Мы предлагали командованию свои проекты разрушения моста. До работы в большой авиации многие наши командиры занимались планеризмом. Планерный спорт был первой ступенькой к нашей летной профессии. И одно из предложений состояло в том, чтобы для этой цели использовать грузовой планер, буксируемый за самолетом. Первым подал эту мысль, кажется, Самуил Клебанов. Он предложил взять грузовой планер, загрузить его взрывчаткой с детонаторами, привести на буксире самолета ДБ-ЗФ в район цели, а затем отцепить и направить планер в центр моста. Охотников пойти пилотом на планере нашлось много. Особенно увлечен был сам автор, нетерпеливый наш Муля, как ласково звали Самуила Клебанова близкие друзья.
В те немногие часы, что выпадали нам на отдых, он всегда что-то придумывал и мастерил. Чаще всего это были модели самолетов, для поделки которых он использовал все — бумагу, щепу, мякиш хлеба. Это были оригинальные маленькие модельки; запущенные с руки, они великолепно летали.
Как-то, коротая время в ожидании вылета, который с часу на час все откладывался из-за плохой погоды, мы рассказывали друг другу о том, как пришли в авиацию и как стали летчиками.
Вот тогда мы узнали, что впервые Клебанов познакомился с авиацией в 13 лет, прочитав один из номеров журнала «Вестник Воздушного флота». В журнале он нашел чертежи и описание модели самолета. Модель он строил в течение полугода, а когда она была построена, то удостоилась чести быть выставленной в авиауголке клуба пионерского отряда «Воздухофлот», в котором тогда состоял маленький Муля. С того времени он твердо решил стать пилотом. Шесть лет занимался в авиамодельных кружках, построил десятки моделей, неоднократно участвовал в состязаниях авиамоделистов. В 1927 году в Ленинграде организовалась планерная секция, в которую был принят и Самуил Клебанов.
Чтобы учиться летать, надо иметь планер, и кружковцы решили построить его сами. Нашелся конструктор и руководитель работ — студент Политехнического института Олег Антонов, будущий генеральный конструктор знаменитых «Анов». Под его руководством и по его чертежам в заброшенном сарае в Дудергофе кружковцы за год построили планер ОКА-3 и на нем стали учиться летать.
— Мало кто знает, что Валерий Чкалов тоже увлекался планерным спортом. Так вот, он как раз и был одним из общественных инструкторов нашего кружка, — похвалился нам Клебанов.
В 1929 году Самуила Клебанова послали на шестые Всесоюзные состязания планеристов, а по возвращения ему было присвоено звание пилота-планериста. Через год он окончил летную школу Осоавиахима, а еще два года спустя — Балашевскую объединенную авиашколу ГВФ. Потом он работал в Ленинграде в Северном управлении ГВФ и продолжал заниматься планеризмом, много летал на планерах Г-9, выполнял на них весь комплекс высшего пилотажа.
◇ ◇ ◇
• _ЧТО НУЖНО СДЕЛАТЬ_
[a] Перечислите всех людей, которых отрывок о Самуиле Клебанове называет по имени и фамилии.
[b] Продолжите отрывок о Самуиле Клебанове, начав сразу после его последнего предложения.

• _ДАННЫЕ_
◇ ◇ ◇
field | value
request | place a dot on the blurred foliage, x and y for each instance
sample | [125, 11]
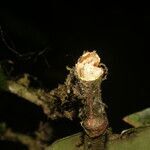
◇ ◇ ◇
• _ОТВЕТЫ_
[a] Самуил Клебанов, Олег Антонов, Валерий Чкалов.

[b]
Будучи планеристом высокого класса, Клебанов надеялся, что практическое осуществление разрушения моста с помощью планера будет поручено только ему.
Не получив, естественно, одобрения наших планов у командования, мы, как всегда, когда нам нужна была авторитетная и сильная поддержка, пошли к полковому комиссару Петленко, надеясь, что он поймет нас и поможет.
— Я верю вам, друзья, — сказал комиссар, — знаю, вы способны выполнить свою идею. Но согласиться с вами не могу. Такие поступки противоречат моему убеждению. Победу усилиями «смертников» не добудешь.
Но мы не сдавались и привели как пример подвиг лейтенанта Корякина.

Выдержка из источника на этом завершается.